>> begin EXCERPTED PASSAGE

Pitching for Star Trek

From a writer's standpoint, one of the most interesting aspects of the modern Star Trek shows (Star Trek: Voyager, Star Trek: Deep Space Nine) is that their writers/producers would listen to story idea pitches from unagented writers1. This was extremely unusual; for every other TV show I've heard of, you can't even get your foot in the door unless you've got a Hollywood-based agent ringing the bell for you.

My friend Daniel and I took a TV scriptwriting class when I was at Indiana University. Star Trek: Voyager executive producer Jeri Taylor, who is an IU alumna, came to campus to give a talk, and our instructor met with her. Taylor, who seems like a really decent person, offered to set up pitch sessions with students from the class.

Daniel and I were the only people in the class who were motivated/interested enough to try to take advantage of this opportunity. Well, the motivation wasn't hard: if they bought a story idea (an idea mind you, not a full-blown script) Paramount would pay $5,000. We were both in full starving-student mode, so that was quite an attractive chunk of money.

>> end EXCERPTED PASSAGE
>> begin ITEMS

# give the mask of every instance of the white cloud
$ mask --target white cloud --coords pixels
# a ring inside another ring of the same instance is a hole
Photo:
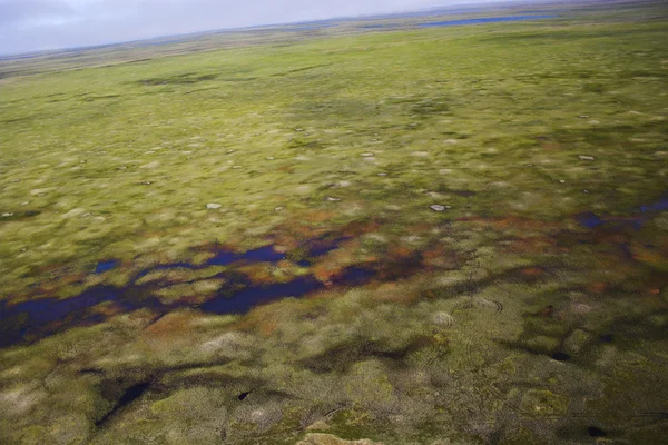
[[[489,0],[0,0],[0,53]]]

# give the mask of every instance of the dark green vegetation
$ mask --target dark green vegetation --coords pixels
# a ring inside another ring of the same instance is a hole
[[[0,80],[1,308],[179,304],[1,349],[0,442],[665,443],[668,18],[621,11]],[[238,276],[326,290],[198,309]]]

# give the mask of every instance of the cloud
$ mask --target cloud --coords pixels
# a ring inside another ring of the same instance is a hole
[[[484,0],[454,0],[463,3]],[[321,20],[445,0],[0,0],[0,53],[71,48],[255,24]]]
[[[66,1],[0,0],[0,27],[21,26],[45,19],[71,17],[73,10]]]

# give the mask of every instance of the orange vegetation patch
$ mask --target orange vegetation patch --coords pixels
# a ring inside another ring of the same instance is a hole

>> end ITEMS
>> begin ITEMS

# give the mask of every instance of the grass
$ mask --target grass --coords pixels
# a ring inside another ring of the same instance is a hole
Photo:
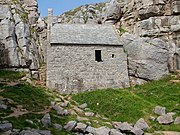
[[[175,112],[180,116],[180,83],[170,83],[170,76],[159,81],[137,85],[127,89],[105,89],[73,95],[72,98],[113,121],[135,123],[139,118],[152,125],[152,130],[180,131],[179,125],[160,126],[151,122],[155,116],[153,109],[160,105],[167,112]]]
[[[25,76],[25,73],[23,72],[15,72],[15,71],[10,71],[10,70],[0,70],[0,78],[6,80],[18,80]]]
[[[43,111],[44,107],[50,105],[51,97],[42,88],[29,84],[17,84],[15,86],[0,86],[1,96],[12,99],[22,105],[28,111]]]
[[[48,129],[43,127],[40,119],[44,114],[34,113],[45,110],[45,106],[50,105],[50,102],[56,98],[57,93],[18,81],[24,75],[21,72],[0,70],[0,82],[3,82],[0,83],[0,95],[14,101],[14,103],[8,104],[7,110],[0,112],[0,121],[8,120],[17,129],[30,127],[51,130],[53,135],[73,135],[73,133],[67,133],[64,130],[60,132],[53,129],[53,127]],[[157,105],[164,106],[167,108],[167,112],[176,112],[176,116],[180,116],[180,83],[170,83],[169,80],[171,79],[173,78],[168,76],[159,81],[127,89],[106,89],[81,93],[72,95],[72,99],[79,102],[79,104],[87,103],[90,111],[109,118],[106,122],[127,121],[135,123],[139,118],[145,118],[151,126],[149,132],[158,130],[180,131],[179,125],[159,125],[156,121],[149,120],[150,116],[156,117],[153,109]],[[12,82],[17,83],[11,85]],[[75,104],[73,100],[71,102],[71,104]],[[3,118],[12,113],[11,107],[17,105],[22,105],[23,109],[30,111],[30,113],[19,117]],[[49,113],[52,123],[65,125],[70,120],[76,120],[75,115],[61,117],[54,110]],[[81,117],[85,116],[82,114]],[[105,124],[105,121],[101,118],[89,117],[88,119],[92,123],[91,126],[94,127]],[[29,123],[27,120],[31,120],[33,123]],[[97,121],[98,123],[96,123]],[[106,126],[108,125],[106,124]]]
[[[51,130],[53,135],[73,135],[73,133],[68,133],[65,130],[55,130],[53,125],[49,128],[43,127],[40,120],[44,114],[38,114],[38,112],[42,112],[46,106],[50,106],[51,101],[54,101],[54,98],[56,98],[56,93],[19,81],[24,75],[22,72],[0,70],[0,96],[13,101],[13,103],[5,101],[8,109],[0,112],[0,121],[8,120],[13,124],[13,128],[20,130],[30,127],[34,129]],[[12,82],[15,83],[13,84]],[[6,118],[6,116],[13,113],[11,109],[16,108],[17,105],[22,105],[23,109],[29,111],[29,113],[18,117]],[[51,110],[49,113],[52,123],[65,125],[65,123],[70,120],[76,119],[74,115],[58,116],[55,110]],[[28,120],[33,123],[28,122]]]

>> end ITEMS

_WORK TO COMPLETE:_
1. According to the passage about pitching for Star Trek, how much would Paramount pay if it bought a story idea?
2. Carry the passage about pitching for Star Trek forward, starting right after its last sentence.
The data above is separate from the passage about pitching for Star Trek.

_EXPECTED RESPONSES:_
1. $5,000.

2.
So, we sent off a query letter as Taylor had instructed, and got back a packet of material that would make any self-respecting Trekker drool: character background sheets, technical backgrounders, and two brad-bound ST: DS9 and Voyager scripts, plus a partial sample script amusingly titled "The Attack of the Aliens With The Bumps on Their Foreheads."

Daniel and I got right to work. We spent several months writing/prepping a ST: DS9 spec script (which eventually got us a very nice rejection letter from Ms. Taylor) and watching endless episodes of the first season of Voyager to work up some story ideas. The problem was, we knew we were flying blind: we were trying to sell a story idea out of the blue when what we were seeing onscreen was six to nine months out of date in terms of their shooting/scripting schedule. We watched episodes two or three times, poring over character interactions and plot points.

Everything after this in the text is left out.